Recorded information »
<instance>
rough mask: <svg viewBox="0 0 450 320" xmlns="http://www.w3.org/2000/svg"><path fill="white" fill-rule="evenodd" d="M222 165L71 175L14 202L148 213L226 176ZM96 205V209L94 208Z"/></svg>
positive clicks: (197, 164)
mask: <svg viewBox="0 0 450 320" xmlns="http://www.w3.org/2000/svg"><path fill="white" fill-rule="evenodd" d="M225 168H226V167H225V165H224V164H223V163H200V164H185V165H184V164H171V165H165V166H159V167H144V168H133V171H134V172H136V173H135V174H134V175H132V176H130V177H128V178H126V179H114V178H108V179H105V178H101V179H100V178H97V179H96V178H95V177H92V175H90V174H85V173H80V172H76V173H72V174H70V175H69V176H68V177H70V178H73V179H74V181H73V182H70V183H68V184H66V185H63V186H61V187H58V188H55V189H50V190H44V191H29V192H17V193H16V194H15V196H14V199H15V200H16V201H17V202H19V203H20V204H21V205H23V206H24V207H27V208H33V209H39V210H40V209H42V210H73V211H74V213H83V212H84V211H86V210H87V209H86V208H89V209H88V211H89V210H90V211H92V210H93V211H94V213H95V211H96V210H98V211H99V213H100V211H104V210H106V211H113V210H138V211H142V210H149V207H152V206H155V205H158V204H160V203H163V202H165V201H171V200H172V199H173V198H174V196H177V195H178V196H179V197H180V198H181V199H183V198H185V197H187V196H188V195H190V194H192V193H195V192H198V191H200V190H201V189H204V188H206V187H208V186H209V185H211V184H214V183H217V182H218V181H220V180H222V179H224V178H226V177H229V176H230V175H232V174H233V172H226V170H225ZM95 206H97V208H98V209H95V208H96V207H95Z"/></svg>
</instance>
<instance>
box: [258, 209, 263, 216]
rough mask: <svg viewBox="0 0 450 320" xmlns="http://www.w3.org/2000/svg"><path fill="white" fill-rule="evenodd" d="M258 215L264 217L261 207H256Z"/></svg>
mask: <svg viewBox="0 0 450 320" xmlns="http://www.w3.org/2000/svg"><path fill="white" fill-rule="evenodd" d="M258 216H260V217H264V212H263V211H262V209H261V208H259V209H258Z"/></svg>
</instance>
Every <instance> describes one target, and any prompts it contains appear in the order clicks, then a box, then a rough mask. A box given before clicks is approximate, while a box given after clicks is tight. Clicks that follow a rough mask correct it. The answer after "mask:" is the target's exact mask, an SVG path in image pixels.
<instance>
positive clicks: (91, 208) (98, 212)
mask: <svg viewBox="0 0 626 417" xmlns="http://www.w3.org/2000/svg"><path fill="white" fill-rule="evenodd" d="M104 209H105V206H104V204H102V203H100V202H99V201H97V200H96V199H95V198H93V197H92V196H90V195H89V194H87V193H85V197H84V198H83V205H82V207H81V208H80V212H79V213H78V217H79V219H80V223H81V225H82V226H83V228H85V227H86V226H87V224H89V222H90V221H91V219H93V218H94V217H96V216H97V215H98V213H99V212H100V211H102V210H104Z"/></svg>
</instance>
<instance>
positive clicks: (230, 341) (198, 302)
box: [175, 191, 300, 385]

Work request »
Now write the data shown above out again, word for word.

Solution to this problem »
<instance>
rough mask: <svg viewBox="0 0 450 320" xmlns="http://www.w3.org/2000/svg"><path fill="white" fill-rule="evenodd" d="M222 165L71 175L14 202L148 213L226 176ZM96 205V209L94 208Z"/></svg>
positive clicks: (197, 164)
mask: <svg viewBox="0 0 450 320" xmlns="http://www.w3.org/2000/svg"><path fill="white" fill-rule="evenodd" d="M225 168H226V167H225V165H224V164H223V163H200V164H185V165H184V164H171V165H165V166H159V167H144V168H133V171H134V172H136V173H135V174H134V175H132V176H130V177H128V178H126V179H114V178H108V179H105V178H101V179H100V178H97V179H96V178H95V177H92V175H90V174H85V173H80V172H76V173H72V174H70V175H69V176H68V177H70V178H73V179H74V181H73V182H70V183H68V184H66V185H63V186H61V187H58V188H55V189H50V190H44V191H29V192H17V193H16V194H15V196H14V199H15V200H16V201H17V202H19V203H20V204H21V205H23V206H24V207H27V208H33V209H39V210H40V209H42V210H73V211H74V213H83V212H84V211H86V210H87V209H86V208H89V209H88V211H89V210H90V211H92V210H93V211H94V213H95V211H96V210H98V211H99V213H100V211H104V210H106V211H113V210H138V211H142V210H149V207H152V206H155V205H158V204H160V203H163V202H165V201H171V200H172V199H173V198H174V196H177V195H178V196H179V197H180V198H181V199H183V198H185V197H187V196H188V195H190V194H192V193H195V192H198V191H200V190H201V189H204V188H206V187H208V186H209V185H211V184H214V183H217V182H218V181H220V180H222V179H224V178H226V177H229V176H230V175H232V174H233V172H226V170H225ZM95 206H97V208H98V209H95V208H96V207H95Z"/></svg>
</instance>
<instance>
box: [258, 209, 263, 216]
rough mask: <svg viewBox="0 0 450 320" xmlns="http://www.w3.org/2000/svg"><path fill="white" fill-rule="evenodd" d="M258 215L264 217L261 207H256Z"/></svg>
mask: <svg viewBox="0 0 450 320" xmlns="http://www.w3.org/2000/svg"><path fill="white" fill-rule="evenodd" d="M258 216H260V217H264V212H263V211H262V209H261V208H259V209H258Z"/></svg>
</instance>
Every <instance> describes one target, and any prompts it contains appear in the order clicks, then a box, then a rough mask. A box given before clicks is approximate, while a box given after clicks is tight. Clicks that follow a rough mask correct it. The answer after "mask:" is the target's exact mask, an SVG path in image pixels.
<instance>
positive clicks: (91, 208) (98, 212)
mask: <svg viewBox="0 0 626 417" xmlns="http://www.w3.org/2000/svg"><path fill="white" fill-rule="evenodd" d="M104 209H105V206H104V204H102V203H100V202H99V201H97V200H96V199H95V198H93V197H92V196H90V195H89V194H87V193H85V197H84V198H83V205H82V207H81V208H80V212H79V213H78V217H79V219H80V223H81V225H82V226H83V228H85V227H86V226H87V224H89V222H90V221H91V219H93V218H94V217H96V216H97V215H98V213H99V212H100V211H102V210H104Z"/></svg>
</instance>
<instance>
positive clicks: (230, 341) (198, 302)
box: [175, 191, 300, 385]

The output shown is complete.